TÂCHES À FAIRE:
**a.** D'après l'extrait sur le sursis au placement, combien de temps au plus le Tribunal de protection peut-il repousser l'exécution d'une mesure de placement ?
**b.** Recopiez tel quel le passage de l'extrait sur le sursis au placement qui commence aux mots « 2.2 En l’espèce, la » et s'arrête après « conditions qui l'assortissent. ».

EXTRAIT DU TEXTE:
2.             2.1 Aux termes de l’art. 57 al. 1 LaCC, le Tribunal de protection peut surseoir pendant deux ans au plus à l'exécution d'une mesure de placement et imposer des conditions. Le sursis est révoqué lorsque les conditions ne sont pas observées (art. 57 al. 1 LaCC).

2.2 En l’espèce, la recourante a remis en cause, à bien la comprendre, l'une des trois conditions posées au maintien du sursis au placement à des fins d’assistance dont elle a fait l’objet, à savoir les passages infirmiers quotidiens pour la prise du traitement médicamenteux prescrit, considérant être en mesure de gérer seule sa prise de médicaments. Dans son recours, elle s'est également plainte de divers vols et intrusions à son domicile ainsi que d'un litige avec un tiers concernant le versement d'une somme d'argent. Ces derniers points, sans lien avec le contenu de l'ordonnance entreprise, sont exorbitants à la présente procédure relative au sursis à son placement et aux conditions qui l'assortissent.

DONNÉES FOURNIES:
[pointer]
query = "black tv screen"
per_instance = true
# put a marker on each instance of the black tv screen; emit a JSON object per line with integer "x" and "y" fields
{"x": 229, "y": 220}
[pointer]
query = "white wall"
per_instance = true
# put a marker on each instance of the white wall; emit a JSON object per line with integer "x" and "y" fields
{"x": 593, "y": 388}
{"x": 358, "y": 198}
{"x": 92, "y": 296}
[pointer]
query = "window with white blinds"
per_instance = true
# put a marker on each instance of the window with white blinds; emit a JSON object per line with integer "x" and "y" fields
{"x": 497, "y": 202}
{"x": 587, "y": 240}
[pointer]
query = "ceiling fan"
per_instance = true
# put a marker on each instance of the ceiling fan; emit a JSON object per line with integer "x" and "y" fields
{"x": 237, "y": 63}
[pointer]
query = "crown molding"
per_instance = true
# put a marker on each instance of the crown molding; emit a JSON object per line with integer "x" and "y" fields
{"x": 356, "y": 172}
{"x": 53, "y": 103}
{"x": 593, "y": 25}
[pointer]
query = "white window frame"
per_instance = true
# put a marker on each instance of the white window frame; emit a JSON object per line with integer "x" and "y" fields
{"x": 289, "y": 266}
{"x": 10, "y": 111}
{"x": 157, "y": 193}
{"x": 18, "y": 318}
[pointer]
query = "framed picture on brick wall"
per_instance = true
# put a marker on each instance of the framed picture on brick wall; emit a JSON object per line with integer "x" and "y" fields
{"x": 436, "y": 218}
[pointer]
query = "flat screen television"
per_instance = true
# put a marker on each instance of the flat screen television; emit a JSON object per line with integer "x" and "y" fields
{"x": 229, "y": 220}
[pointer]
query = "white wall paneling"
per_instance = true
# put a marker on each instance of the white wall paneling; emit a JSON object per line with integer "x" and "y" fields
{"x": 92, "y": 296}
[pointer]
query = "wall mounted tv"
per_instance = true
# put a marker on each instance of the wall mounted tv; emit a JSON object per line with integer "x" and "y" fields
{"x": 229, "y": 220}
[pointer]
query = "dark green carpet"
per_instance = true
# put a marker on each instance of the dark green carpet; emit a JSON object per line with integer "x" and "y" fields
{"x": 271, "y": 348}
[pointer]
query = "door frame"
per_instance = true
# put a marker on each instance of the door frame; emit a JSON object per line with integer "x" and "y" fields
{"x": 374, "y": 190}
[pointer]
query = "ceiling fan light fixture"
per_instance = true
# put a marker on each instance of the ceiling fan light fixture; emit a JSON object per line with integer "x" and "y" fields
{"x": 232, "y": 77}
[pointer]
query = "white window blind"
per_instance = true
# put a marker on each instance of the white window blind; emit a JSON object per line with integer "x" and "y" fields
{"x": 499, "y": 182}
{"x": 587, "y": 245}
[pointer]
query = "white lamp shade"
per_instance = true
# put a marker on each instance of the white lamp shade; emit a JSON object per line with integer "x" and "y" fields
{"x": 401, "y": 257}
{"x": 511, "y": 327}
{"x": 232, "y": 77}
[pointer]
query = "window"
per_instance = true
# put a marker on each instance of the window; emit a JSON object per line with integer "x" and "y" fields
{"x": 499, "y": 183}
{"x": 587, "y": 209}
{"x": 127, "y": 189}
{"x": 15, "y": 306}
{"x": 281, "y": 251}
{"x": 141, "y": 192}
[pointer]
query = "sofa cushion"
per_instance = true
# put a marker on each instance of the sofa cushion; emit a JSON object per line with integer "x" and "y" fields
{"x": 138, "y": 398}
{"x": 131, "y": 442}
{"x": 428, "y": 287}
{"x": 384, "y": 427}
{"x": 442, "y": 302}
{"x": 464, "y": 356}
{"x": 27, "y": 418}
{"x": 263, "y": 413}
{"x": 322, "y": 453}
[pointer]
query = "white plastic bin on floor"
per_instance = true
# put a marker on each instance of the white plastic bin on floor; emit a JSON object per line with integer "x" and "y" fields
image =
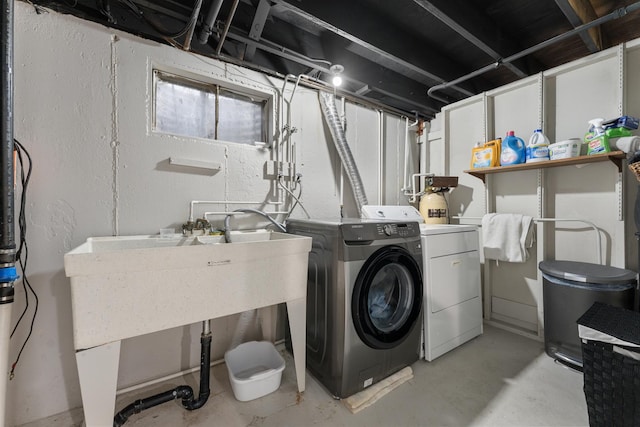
{"x": 255, "y": 369}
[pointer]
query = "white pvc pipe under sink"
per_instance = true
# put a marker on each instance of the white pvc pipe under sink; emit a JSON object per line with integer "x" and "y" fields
{"x": 5, "y": 333}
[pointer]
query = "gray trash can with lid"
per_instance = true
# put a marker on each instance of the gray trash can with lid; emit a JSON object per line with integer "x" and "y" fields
{"x": 569, "y": 289}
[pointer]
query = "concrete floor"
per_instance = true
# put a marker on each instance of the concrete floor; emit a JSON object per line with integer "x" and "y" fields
{"x": 497, "y": 379}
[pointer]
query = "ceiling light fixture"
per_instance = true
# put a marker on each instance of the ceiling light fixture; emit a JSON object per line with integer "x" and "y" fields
{"x": 336, "y": 71}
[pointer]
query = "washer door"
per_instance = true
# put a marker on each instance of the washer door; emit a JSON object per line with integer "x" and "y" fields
{"x": 387, "y": 297}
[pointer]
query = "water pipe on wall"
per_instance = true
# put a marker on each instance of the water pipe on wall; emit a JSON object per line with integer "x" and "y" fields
{"x": 8, "y": 274}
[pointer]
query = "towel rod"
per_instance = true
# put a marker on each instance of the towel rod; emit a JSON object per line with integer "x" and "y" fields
{"x": 592, "y": 225}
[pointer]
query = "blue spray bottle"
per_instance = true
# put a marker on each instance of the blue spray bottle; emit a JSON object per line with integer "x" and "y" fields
{"x": 513, "y": 150}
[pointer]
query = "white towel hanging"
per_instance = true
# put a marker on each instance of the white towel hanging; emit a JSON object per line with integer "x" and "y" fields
{"x": 504, "y": 236}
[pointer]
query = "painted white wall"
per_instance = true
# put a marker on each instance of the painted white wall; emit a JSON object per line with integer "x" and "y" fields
{"x": 82, "y": 109}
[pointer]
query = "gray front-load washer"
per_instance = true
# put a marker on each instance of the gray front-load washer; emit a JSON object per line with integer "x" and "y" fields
{"x": 364, "y": 300}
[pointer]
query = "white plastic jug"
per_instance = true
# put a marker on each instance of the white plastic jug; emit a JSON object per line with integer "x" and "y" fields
{"x": 538, "y": 148}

RÉPONSES AUX TÂCHES:
**a.** Deux ans au plus.

**b.**
2.2 En l’espèce, la recourante a remis en cause, à bien la comprendre, l'une des trois conditions posées au maintien du sursis au placement à des fins d’assistance dont elle a fait l’objet, à savoir les passages infirmiers quotidiens pour la prise du traitement médicamenteux prescrit, considérant être en mesure de gérer seule sa prise de médicaments. Dans son recours, elle s'est également plainte de divers vols et intrusions à son domicile ainsi que d'un litige avec un tiers concernant le versement d'une somme d'argent. Ces derniers points, sans lien avec le contenu de l'ordonnance entreprise, sont exorbitants à la présente procédure relative au sursis à son placement et aux conditions qui l'assortissent.